═══ Document segment ═══
Michael Vandehey, Ph.D.    Midwestern State University
Currently, Dr. Vandehey is in his ninth year at Midwestern State University. He is the advisor to Psi Chi (Psychology National Honor Society). Dr. Vandehey teaches a variety of courses including general psychology, developmental psychology, learning, abnormal, and psychology of the self. He has also taught general psychology at a local high school for four years. At the graduate level, he teaches marriage and family therapy, theories of counseling, child and adolescent clinical psychology,  development across the lifespan, and career counseling.

Michael Walker, Ph.D.    Stephen F. Austin State University
General interests include behavior analysis and performance management assessment and enhancement with individuals and systems; General clinical interests include attention, memory, learning disabilities and trauma response.

Theodore Joseph, Ph.D.    Stephen F. Austin State University
Current research interests are racial profiling in vehicle stops by police officers, stigmatization of disadvantaged groups, Americans response to terrorism, cross-cultural issues as in immigrants' adjustment behaviors, and positive psychology.

Jeremy Heider, Ph.D.        Stephen F. Austin State University
Jeremy D. Heider received his Ph.D. in social and industrial/organizational psychology from Northern Illinois University in 2005, and is currently an assistant professor of psychology at Stephen F. Austin State University. His main research interests lie in the domains of stereotyping, prejudice, and discrimination, particularly with respect to individuals of profoundly short stature (i.e., little people). Additionally, he has actively pursued research on gender differences in reactions to infidelity from an evolutionary psychological perspective.

Nicole Warehime, Ph.D.     Oklahoma Baptist University
Dr. M. Nicole Warehime earned her Ph.D. at the University of Oklahoma in 2008.  Her research interests include psychosocial effects of male and female fertility and the health and well-being of children.  She has published several articles on the general topics of sexual satisfaction and social issues of male and female surgical sterilization effects.
═══ Data shown ═══
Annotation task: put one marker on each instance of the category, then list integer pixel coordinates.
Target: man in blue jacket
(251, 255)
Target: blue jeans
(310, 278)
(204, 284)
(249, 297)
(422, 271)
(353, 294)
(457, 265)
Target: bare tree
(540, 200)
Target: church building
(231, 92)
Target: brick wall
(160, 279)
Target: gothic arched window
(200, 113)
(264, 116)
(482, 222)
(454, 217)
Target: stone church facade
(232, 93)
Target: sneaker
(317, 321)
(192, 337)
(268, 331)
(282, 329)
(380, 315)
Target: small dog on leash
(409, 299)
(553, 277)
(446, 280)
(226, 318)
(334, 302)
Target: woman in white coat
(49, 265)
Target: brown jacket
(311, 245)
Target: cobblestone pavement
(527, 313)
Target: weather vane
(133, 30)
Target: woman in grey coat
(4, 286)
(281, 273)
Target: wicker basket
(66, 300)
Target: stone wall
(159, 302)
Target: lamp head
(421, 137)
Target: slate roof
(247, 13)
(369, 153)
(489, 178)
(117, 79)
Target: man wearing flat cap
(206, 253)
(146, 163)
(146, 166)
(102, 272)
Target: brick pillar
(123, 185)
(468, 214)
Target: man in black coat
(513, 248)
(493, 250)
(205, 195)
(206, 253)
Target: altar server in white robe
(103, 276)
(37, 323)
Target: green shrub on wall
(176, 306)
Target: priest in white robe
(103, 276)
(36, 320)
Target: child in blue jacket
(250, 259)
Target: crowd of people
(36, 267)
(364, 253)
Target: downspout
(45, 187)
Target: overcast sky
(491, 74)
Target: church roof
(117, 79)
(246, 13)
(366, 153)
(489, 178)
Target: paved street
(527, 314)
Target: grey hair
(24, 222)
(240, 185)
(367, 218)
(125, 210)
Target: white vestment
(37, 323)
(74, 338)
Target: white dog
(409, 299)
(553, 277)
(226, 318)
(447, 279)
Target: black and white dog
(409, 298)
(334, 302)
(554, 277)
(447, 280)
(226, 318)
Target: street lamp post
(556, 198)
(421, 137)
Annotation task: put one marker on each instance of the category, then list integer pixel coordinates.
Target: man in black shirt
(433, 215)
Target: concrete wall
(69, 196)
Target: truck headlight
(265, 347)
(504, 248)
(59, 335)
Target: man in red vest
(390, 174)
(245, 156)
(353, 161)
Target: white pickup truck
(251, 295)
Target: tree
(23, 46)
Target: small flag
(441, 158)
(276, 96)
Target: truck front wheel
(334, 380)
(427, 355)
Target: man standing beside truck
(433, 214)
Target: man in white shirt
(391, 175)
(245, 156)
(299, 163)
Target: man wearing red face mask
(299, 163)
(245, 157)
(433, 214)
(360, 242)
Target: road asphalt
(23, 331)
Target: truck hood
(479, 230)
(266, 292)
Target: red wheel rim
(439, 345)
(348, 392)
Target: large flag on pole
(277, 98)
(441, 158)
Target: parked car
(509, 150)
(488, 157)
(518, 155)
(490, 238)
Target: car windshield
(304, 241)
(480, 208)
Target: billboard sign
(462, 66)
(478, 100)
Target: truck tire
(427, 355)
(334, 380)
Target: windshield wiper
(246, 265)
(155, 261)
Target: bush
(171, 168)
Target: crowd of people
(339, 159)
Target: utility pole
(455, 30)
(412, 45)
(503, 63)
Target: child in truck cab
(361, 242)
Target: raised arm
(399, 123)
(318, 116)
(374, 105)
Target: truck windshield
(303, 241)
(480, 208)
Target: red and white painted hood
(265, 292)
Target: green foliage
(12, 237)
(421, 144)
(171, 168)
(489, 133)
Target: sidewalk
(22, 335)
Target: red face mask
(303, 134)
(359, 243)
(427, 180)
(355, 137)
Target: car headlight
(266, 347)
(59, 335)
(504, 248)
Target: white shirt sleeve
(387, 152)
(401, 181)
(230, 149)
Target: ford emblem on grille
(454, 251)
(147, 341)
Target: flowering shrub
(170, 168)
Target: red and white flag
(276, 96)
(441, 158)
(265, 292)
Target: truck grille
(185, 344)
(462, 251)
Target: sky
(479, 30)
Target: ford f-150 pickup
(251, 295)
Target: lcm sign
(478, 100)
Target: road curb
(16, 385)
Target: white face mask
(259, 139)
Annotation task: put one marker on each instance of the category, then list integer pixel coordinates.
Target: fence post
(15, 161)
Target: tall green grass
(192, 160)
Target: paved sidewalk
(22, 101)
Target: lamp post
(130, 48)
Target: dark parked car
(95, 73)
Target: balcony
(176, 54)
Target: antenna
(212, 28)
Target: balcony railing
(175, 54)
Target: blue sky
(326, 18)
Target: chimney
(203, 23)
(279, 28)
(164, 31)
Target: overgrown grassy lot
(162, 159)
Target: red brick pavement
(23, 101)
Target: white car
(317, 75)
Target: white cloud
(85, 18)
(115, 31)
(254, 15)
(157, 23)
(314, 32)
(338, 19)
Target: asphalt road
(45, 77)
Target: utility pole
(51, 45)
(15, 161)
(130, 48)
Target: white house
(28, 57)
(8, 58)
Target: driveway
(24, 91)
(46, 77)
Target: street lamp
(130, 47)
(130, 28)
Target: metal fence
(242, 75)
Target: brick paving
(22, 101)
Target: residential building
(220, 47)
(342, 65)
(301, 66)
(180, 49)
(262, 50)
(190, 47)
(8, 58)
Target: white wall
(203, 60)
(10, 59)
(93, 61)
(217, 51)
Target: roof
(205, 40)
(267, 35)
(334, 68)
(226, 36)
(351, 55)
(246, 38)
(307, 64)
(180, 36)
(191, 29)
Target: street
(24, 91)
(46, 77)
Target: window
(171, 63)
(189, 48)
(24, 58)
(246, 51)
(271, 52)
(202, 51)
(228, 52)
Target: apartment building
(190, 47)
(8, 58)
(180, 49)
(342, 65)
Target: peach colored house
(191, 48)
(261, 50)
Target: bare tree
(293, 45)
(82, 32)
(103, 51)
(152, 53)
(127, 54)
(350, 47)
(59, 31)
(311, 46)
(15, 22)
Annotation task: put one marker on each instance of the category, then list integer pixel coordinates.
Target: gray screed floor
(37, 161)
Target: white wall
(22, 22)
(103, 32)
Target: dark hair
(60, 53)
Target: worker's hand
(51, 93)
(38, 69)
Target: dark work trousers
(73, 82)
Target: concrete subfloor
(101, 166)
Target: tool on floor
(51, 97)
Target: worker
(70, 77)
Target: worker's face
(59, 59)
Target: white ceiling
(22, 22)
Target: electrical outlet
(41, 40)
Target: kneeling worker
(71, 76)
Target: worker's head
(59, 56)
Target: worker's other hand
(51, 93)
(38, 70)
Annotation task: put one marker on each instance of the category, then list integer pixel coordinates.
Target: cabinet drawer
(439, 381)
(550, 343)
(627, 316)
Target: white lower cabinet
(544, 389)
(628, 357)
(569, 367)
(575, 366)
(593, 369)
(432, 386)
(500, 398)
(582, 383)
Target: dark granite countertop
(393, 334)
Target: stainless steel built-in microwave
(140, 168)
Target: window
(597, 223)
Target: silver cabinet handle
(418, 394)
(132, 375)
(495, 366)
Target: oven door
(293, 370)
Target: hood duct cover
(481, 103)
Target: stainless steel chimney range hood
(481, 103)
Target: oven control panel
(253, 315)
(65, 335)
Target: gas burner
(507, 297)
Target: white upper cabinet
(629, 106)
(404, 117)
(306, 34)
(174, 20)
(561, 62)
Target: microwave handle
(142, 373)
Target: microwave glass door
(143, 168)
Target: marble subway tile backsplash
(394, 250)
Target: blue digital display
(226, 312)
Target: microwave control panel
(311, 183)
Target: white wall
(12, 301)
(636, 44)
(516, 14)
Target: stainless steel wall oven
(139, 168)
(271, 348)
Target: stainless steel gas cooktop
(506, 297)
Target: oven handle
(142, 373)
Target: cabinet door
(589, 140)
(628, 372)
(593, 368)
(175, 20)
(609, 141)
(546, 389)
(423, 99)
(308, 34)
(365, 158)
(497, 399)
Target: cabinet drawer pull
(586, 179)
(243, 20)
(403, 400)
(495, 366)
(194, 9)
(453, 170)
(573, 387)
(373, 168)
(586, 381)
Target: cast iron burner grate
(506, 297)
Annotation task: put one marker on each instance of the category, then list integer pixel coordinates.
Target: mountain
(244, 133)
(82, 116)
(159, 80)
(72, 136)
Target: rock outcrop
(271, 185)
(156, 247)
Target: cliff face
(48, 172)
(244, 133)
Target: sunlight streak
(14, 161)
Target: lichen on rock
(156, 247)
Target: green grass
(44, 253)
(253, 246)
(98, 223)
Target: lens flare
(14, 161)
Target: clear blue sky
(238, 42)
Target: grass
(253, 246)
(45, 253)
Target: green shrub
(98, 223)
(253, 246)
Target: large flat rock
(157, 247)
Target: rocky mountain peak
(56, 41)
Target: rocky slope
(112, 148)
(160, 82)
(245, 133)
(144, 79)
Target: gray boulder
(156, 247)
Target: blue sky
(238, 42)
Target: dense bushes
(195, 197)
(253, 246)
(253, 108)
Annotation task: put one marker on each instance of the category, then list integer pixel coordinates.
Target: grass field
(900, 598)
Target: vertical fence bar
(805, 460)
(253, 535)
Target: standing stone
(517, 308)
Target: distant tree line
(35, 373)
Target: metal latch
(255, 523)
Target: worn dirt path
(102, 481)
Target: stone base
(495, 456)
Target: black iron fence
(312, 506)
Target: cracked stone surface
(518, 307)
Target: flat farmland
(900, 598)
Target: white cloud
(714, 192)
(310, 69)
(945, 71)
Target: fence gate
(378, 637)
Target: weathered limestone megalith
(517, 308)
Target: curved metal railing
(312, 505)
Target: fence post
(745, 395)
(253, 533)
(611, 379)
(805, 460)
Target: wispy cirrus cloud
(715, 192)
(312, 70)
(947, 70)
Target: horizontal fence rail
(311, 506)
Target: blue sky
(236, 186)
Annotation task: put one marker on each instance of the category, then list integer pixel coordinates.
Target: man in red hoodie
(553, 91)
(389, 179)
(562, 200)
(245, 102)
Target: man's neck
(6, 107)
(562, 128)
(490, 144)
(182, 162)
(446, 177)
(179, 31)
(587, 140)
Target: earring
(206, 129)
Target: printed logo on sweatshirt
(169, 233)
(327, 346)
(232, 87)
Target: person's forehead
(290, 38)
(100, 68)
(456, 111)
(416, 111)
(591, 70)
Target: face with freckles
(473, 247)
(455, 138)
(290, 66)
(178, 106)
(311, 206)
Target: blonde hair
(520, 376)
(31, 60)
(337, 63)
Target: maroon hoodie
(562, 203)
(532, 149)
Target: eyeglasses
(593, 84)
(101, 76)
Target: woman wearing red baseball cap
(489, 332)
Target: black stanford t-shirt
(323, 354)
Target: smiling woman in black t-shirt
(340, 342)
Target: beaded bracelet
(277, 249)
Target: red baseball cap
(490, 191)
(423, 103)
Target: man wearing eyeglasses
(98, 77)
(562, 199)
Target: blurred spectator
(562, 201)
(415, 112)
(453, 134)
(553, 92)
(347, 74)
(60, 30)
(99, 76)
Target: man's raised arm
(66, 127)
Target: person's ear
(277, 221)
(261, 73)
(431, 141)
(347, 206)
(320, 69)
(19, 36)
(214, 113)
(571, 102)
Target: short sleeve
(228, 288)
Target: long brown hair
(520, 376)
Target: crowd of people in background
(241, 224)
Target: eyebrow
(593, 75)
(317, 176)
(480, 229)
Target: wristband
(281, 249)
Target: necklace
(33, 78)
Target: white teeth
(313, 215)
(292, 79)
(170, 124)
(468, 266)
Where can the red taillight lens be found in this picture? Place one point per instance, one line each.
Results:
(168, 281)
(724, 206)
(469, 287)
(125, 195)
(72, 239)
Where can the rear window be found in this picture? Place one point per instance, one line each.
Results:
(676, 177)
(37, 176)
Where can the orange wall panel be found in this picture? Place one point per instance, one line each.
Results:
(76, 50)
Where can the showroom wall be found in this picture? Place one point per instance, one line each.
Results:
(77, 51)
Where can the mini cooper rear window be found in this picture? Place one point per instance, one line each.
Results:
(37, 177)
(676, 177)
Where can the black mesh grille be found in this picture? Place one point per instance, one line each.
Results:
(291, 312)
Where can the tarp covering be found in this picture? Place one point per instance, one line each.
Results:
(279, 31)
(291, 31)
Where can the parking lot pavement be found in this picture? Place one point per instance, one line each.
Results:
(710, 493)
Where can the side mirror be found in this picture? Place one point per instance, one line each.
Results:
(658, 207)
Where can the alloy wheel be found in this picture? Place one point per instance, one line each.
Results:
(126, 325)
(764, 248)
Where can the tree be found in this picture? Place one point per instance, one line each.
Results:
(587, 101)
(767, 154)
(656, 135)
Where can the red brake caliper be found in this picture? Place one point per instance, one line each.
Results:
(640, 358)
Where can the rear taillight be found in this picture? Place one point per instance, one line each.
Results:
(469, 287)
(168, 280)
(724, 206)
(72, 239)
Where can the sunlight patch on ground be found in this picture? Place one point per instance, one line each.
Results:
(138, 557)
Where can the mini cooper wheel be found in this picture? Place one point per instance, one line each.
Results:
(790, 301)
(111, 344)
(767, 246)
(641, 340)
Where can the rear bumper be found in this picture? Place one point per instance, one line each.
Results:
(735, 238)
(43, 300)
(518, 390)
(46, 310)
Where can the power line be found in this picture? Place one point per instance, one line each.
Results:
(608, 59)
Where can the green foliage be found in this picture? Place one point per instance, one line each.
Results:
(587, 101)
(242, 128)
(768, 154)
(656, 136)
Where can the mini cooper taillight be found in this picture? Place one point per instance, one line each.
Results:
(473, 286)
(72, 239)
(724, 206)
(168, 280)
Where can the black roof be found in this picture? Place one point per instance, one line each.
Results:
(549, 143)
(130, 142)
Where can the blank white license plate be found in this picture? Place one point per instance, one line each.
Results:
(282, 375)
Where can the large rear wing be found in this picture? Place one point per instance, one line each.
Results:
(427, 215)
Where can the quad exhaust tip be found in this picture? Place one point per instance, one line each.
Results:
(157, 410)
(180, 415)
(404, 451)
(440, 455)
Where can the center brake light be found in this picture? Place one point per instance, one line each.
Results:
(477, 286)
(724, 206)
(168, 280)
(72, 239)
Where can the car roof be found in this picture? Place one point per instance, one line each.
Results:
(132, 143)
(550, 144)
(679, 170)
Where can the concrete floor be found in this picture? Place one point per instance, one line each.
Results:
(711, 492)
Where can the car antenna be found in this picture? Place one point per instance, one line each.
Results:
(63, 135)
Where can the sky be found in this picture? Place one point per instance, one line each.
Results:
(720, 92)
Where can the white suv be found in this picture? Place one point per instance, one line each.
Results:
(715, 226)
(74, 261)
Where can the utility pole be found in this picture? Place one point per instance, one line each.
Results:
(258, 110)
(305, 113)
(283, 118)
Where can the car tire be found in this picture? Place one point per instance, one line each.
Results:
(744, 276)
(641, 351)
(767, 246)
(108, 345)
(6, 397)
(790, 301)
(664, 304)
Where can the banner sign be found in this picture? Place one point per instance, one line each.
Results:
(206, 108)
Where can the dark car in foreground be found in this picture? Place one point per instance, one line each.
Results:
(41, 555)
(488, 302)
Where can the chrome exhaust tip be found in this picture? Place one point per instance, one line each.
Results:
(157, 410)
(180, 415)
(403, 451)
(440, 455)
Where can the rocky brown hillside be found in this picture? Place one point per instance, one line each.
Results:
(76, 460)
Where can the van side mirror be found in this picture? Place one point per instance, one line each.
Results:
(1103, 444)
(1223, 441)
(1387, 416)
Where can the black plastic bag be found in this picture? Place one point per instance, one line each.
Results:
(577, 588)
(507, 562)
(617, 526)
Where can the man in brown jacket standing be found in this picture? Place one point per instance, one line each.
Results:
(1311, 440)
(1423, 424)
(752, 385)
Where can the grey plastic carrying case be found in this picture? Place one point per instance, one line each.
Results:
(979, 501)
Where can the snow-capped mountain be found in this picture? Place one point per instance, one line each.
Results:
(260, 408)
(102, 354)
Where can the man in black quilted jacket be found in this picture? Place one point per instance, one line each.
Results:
═══
- _Exercise objective_:
Copy the faculty profiles above in full, changing nothing.

- _Exercise solution_:
Michael Vandehey, Ph.D.    Midwestern State University
Currently, Dr. Vandehey is in his ninth year at Midwestern State University. He is the advisor to Psi Chi (Psychology National Honor Society). Dr. Vandehey teaches a variety of courses including general psychology, developmental psychology, learning, abnormal, and psychology of the self. He has also taught general psychology at a local high school for four years. At the graduate level, he teaches marriage and family therapy, theories of counseling, child and adolescent clinical psychology,  development across the lifespan, and career counseling.

Michael Walker, Ph.D.    Stephen F. Austin State University
General interests include behavior analysis and performance management assessment and enhancement with individuals and systems; General clinical interests include attention, memory, learning disabilities and trauma response.

Theodore Joseph, Ph.D.    Stephen F. Austin State University
Current research interests are racial profiling in vehicle stops by police officers, stigmatization of disadvantaged groups, Americans response to terrorism, cross-cultural issues as in immigrants' adjustment behaviors, and positive psychology.

Jeremy Heider, Ph.D.        Stephen F. Austin State University
Jeremy D. Heider received his Ph.D. in social and industrial/organizational psychology from Northern Illinois University in 2005, and is currently an assistant professor of psychology at Stephen F. Austin State University. His main research interests lie in the domains of stereotyping, prejudice, and discrimination, particularly with respect to individuals of profoundly short stature (i.e., little people). Additionally, he has actively pursued research on gender differences in reactions to infidelity from an evolutionary psychological perspective.

Nicole Warehime, Ph.D.     Oklahoma Baptist University
Dr. M. Nicole Warehime earned her Ph.D. at the University of Oklahoma in 2008.  Her research interests include psychosocial effects of male and female fertility and the health and well-being of children.  She has published several articles on the general topics of sexual satisfaction and social issues of male and female surgical sterilization effects.